**Document segment:**
Ablation studies reveal a ~12-point drop on IMO when meta-verification is removed, and a Putnam score decrease from 118 to 104 if generator self-analysis is disabled.

5. Comparative Benchmarks and Extensions

DeepSeekMath-7B achieves top-1 accuracy that rivals closed models: 51.7% (no external tools or voting) on MATH, compared to GPT-4 at 52.9% and Gemini-Ultra at 53.2%. Under self-consistency sampling (64 votes), it closely matches GPT-4 and Gemini-Ultra.

Related methods such as SuperCorrect apply hierarchical distillation and cross-model Direct Preference Optimization (DPO) to DeepSeekMath-7B, further raising MATH accuracy from 46.8% (CoT) to 54.6%, a 7.8% absolute gain, and GSM8K from 82.9% to 88.2%. SuperCorrect’s two-stage process infuses micro- and macro-level reasoning templates and exposes the model to error-driven self-correction, yielding more stable and nuanced mathematical reasoning (Yang et al., 11 Oct 2024).

6. Strengths, Limitations, and Future Directions

DeepSeekMath-7B’s design highlights:

The significance of scale and quality in mathematical corpora for emergent mathematical capabilities—carefully filtered data outperforms sheer token quantity.
The efficacy of code-first pretraining, particularly for symbolic and program-augmented reasoning.
The practical memory advantages of GRPO, enabling higher RL batch sizes without a value critic.
State-of-the-art empirical performance in gold-medal math competitions and formal proof tasks, especially when augmented with V2’s self-verification framework.

Identified weaknesses and open challenges include limited generalizability in advanced geometry and formal proof skills relative to large closed-source models, modest improvements from few-shot scaling, and the need for reward models with greater uncertainty estimation and out-of-distribution generalization. Incorporating richer geometric data and domain-adaptive templates represent plausible avenues for improvement (Shao et al., 5 Feb 2024, Shao et al., 27 Nov 2025, Yang et al., 11 Oct 2024).

**Supplied information:**

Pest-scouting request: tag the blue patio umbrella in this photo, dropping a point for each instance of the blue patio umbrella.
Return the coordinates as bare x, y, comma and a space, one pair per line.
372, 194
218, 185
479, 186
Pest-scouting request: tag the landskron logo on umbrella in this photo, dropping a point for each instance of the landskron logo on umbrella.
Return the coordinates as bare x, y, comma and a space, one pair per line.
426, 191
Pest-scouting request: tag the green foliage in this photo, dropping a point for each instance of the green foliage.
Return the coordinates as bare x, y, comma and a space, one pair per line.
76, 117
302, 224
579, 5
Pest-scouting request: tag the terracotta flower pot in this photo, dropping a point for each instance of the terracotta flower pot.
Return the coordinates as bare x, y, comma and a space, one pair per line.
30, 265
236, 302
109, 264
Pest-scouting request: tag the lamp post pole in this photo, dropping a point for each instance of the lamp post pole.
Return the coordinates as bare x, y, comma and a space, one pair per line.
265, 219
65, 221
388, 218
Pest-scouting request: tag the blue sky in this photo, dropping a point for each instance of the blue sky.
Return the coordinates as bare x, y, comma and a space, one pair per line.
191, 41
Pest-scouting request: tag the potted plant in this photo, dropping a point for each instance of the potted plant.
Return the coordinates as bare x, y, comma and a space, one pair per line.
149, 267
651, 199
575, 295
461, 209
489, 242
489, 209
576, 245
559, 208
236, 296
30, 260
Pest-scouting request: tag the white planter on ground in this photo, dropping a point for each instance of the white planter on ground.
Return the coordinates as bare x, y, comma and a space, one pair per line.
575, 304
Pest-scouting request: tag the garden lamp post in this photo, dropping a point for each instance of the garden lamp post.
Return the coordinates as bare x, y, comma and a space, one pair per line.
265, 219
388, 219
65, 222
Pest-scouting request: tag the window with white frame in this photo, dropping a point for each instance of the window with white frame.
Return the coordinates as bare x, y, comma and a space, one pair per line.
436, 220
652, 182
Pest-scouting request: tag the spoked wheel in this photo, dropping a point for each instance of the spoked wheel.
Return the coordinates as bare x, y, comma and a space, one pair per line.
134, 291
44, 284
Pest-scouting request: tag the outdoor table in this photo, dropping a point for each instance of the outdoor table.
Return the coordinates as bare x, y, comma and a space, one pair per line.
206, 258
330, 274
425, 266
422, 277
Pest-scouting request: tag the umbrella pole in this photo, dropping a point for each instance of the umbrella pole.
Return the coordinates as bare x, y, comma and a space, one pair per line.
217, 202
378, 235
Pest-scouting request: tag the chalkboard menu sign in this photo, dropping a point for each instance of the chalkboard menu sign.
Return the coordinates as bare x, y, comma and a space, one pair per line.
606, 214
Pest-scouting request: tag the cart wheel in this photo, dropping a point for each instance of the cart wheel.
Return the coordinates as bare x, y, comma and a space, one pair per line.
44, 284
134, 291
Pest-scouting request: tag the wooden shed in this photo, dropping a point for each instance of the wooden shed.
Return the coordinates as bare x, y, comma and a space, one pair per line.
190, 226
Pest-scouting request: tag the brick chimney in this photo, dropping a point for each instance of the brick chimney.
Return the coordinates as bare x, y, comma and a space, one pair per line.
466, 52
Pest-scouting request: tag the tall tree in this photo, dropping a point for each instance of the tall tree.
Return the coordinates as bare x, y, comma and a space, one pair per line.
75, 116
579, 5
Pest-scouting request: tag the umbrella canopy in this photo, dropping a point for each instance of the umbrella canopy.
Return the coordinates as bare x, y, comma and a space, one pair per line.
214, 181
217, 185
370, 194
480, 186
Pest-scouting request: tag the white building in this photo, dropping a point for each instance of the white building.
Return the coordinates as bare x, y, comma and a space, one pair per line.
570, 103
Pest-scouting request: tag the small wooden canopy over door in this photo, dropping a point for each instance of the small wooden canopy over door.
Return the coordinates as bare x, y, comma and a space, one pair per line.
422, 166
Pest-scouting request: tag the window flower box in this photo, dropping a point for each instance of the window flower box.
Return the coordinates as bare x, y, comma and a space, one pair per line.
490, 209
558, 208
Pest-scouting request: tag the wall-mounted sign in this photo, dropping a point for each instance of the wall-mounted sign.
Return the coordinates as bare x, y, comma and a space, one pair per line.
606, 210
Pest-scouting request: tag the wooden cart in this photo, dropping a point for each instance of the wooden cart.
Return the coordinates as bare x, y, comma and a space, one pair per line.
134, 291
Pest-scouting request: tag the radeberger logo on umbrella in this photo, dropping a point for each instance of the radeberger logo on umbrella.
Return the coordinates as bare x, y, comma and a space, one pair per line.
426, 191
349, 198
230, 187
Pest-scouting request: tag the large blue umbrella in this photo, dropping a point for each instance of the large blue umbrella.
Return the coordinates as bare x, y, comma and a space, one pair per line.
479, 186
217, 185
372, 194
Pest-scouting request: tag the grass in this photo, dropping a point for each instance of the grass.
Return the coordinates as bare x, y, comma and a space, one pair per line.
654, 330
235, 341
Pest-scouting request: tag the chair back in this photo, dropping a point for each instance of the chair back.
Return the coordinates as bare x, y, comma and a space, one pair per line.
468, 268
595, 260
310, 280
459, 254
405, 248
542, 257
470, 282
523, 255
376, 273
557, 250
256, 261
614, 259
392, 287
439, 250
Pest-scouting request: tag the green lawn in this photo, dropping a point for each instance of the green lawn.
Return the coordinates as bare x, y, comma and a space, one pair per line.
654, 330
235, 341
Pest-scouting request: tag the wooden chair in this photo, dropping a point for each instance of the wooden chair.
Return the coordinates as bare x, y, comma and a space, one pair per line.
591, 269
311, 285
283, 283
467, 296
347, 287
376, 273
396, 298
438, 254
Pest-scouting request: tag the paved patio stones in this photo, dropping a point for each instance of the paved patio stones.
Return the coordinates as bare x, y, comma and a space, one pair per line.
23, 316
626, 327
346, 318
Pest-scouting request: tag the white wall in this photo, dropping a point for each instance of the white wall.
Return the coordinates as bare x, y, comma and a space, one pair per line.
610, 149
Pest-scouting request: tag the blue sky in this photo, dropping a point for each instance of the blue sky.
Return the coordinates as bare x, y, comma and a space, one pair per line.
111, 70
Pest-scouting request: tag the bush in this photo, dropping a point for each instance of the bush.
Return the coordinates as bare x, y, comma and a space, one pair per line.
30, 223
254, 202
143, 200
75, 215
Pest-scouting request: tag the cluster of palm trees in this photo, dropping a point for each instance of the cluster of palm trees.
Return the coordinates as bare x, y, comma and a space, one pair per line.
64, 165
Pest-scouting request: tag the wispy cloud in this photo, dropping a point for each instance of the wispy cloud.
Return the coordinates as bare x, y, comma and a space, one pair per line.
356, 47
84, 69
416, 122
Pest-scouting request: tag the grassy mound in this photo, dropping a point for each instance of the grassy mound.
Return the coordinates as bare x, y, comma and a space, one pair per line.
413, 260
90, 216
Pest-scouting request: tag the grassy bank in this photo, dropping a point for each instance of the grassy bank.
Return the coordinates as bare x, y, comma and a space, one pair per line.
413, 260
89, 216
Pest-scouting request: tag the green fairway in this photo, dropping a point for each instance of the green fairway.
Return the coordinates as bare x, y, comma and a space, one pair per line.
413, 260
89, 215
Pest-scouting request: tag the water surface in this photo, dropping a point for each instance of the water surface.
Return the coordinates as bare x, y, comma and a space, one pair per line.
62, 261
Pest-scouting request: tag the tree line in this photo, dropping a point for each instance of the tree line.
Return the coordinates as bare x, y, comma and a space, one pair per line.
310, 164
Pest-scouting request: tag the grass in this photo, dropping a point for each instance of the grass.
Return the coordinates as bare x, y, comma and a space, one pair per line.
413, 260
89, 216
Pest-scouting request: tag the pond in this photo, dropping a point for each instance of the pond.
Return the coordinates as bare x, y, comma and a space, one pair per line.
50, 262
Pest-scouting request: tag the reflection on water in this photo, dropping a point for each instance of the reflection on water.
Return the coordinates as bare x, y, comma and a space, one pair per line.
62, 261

**Work order 1:** Reproduce word for word the portion of the DeepSeekMath-7B text that opens with "The efficacy of" and closes with "a value critic.".
**Work order 2:** For each statement below, decide whether it agrees with the DeepSeekMath-7B text, answering yes or no and quoting the words of the text that settle it. (a) Without external tools or voting, DeepSeekMath-7B scores higher on MATH than GPT-4. (b) SuperCorrect raised DeepSeekMath-7B's GSM8K accuracy to 88.2%. (c) GRPO depends on a value critic.

**Answer 1:**
The efficacy of code-first pretraining, particularly for symbolic and program-augmented reasoning.
The practical memory advantages of GRPO, enabling higher RL batch sizes without a value critic.

**Answer 2:**
(a) No: "51.7% (no external tools or voting) on MATH, compared to GPT-4 at 52.9%"
(b) Yes: "GSM8K from 82.9% to 88.2%"
(c) No: "enabling higher RL batch sizes without a value critic"